Do this: Take the part of the rows that opens with the line containing "pixel 1116 379." and closes with the line containing "pixel 654 517". Write it out again with "white breast" replaced by "pale breast" and nothing else altered.

** start Data excerpts **

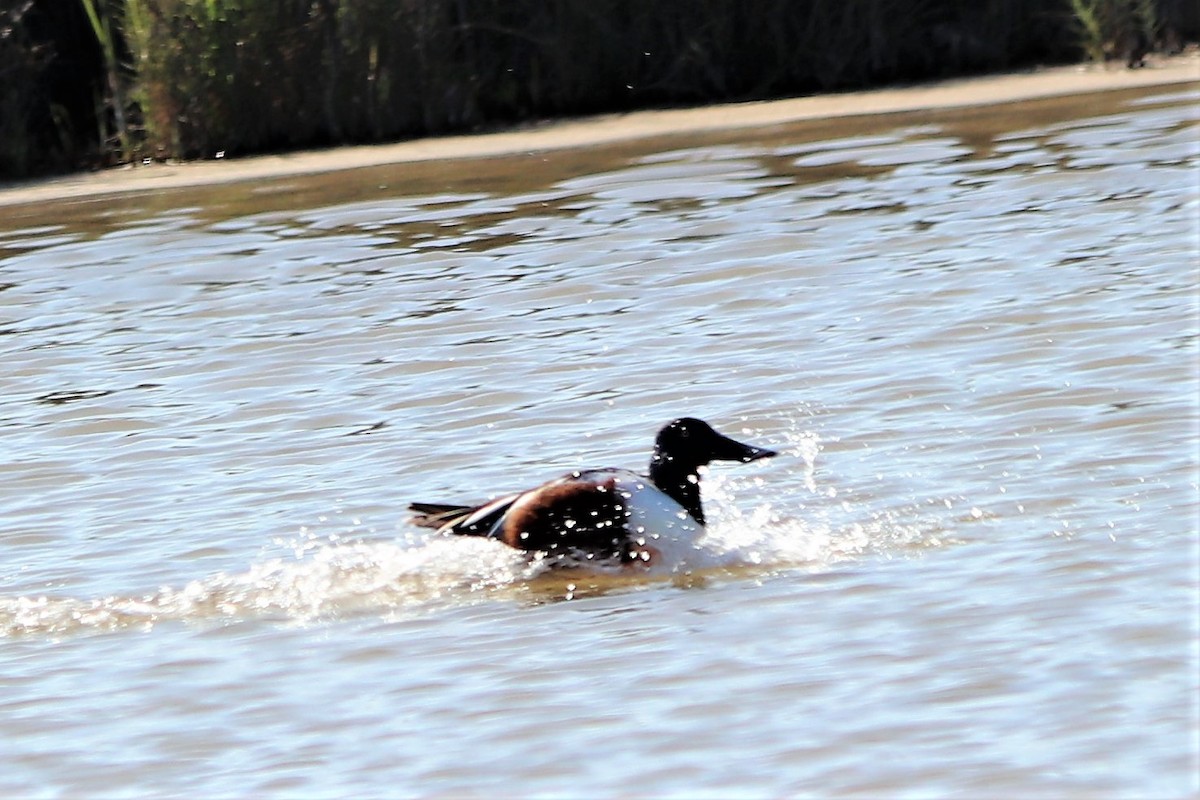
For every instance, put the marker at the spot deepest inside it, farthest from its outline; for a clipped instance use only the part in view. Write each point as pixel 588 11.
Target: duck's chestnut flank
pixel 604 512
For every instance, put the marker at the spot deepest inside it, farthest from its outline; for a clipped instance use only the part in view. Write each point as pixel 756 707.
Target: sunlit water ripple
pixel 972 334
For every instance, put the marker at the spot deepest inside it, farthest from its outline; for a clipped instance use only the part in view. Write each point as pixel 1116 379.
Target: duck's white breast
pixel 654 517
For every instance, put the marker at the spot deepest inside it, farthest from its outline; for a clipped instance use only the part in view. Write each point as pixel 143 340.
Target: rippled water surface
pixel 972 334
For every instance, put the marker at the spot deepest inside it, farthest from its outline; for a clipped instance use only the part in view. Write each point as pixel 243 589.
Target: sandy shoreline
pixel 612 128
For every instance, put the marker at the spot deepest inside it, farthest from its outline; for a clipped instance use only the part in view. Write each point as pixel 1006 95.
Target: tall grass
pixel 191 78
pixel 241 74
pixel 19 64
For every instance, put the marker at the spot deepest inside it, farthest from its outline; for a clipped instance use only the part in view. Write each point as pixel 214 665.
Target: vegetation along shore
pixel 93 83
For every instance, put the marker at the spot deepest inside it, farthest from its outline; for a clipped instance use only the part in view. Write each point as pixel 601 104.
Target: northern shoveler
pixel 605 513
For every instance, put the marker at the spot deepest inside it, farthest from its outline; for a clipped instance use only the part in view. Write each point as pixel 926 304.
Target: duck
pixel 605 515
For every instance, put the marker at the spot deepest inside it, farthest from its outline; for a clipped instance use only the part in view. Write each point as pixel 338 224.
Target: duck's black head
pixel 685 445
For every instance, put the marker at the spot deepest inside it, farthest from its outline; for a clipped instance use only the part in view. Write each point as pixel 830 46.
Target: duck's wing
pixel 461 519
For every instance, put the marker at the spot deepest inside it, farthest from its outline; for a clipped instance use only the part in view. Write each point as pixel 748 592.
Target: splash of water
pixel 333 577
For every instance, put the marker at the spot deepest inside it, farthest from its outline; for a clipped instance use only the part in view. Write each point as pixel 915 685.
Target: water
pixel 973 573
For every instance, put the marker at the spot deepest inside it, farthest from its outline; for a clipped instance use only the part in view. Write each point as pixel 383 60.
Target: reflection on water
pixel 975 334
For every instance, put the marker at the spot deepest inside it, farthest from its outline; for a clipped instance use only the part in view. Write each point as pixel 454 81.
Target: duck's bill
pixel 733 450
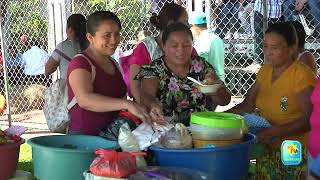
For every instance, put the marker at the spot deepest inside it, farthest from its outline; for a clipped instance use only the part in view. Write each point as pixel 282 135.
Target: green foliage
pixel 26 18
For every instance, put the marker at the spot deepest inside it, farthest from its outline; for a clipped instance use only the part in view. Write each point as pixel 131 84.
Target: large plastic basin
pixel 65 157
pixel 227 162
pixel 9 155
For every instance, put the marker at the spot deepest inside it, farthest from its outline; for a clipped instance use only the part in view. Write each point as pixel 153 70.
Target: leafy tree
pixel 28 17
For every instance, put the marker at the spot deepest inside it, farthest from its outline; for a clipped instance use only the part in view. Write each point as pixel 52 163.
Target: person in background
pixel 75 43
pixel 208 45
pixel 15 66
pixel 314 6
pixel 304 55
pixel 274 15
pixel 246 17
pixel 166 90
pixel 313 143
pixel 281 95
pixel 100 100
pixel 151 48
pixel 34 62
pixel 228 21
pixel 14 58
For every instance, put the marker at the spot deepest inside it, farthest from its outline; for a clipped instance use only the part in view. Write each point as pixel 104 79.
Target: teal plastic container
pixel 65 157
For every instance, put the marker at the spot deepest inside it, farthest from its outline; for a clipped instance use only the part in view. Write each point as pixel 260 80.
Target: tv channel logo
pixel 291 152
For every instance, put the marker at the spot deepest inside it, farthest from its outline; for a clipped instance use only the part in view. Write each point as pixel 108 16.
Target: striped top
pixel 274 8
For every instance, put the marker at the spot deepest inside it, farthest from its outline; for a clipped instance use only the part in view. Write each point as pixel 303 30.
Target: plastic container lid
pixel 217 119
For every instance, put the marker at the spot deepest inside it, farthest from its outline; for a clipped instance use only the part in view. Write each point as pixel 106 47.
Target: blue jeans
pixel 314 6
pixel 228 19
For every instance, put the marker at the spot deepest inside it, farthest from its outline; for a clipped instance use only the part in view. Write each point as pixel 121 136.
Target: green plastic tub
pixel 216 126
pixel 65 157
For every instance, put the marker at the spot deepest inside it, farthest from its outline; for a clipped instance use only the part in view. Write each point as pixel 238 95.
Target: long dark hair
pixel 95 19
pixel 169 13
pixel 78 23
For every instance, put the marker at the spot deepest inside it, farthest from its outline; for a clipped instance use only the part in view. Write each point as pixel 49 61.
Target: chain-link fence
pixel 42 23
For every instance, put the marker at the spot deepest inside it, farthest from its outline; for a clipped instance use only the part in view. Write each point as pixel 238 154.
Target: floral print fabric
pixel 179 96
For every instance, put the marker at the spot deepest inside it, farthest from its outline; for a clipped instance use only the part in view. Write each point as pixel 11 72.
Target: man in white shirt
pixel 274 14
pixel 34 62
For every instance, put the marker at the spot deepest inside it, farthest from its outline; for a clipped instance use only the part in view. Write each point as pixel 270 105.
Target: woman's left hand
pixel 210 78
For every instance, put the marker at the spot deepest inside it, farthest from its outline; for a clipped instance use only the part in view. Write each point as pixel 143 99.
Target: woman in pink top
pixel 151 48
pixel 98 100
pixel 314 136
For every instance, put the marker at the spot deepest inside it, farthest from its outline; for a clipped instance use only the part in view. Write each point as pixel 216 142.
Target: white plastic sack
pixel 148 135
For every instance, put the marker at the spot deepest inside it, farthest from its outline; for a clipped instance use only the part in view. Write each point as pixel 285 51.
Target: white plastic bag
pixel 148 135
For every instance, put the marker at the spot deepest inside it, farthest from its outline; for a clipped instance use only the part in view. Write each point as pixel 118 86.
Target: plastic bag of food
pixel 114 164
pixel 177 137
pixel 129 143
pixel 111 132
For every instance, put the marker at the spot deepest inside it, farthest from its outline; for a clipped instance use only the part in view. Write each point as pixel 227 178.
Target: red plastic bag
pixel 114 164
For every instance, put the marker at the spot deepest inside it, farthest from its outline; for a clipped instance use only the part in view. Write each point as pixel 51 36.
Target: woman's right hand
pixel 156 113
pixel 139 111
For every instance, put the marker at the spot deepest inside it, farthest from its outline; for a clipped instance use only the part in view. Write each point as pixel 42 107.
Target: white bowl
pixel 212 88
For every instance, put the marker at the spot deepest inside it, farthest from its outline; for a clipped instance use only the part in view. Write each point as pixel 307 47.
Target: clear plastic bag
pixel 111 132
pixel 177 137
pixel 129 143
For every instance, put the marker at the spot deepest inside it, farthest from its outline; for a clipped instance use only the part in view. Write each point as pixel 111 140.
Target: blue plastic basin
pixel 65 157
pixel 228 162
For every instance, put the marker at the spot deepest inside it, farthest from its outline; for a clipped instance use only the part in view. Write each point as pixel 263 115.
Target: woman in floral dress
pixel 167 92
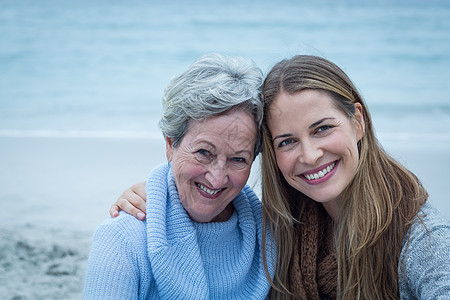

** end Data excerpts **

Exercise answer:
For every instance, put the marker at the spot deepest inside it, farthest from its outline; for a clipped instance use only the part in view. Write each point as pixel 1116 379.
Target: duck's pale breast
pixel 654 517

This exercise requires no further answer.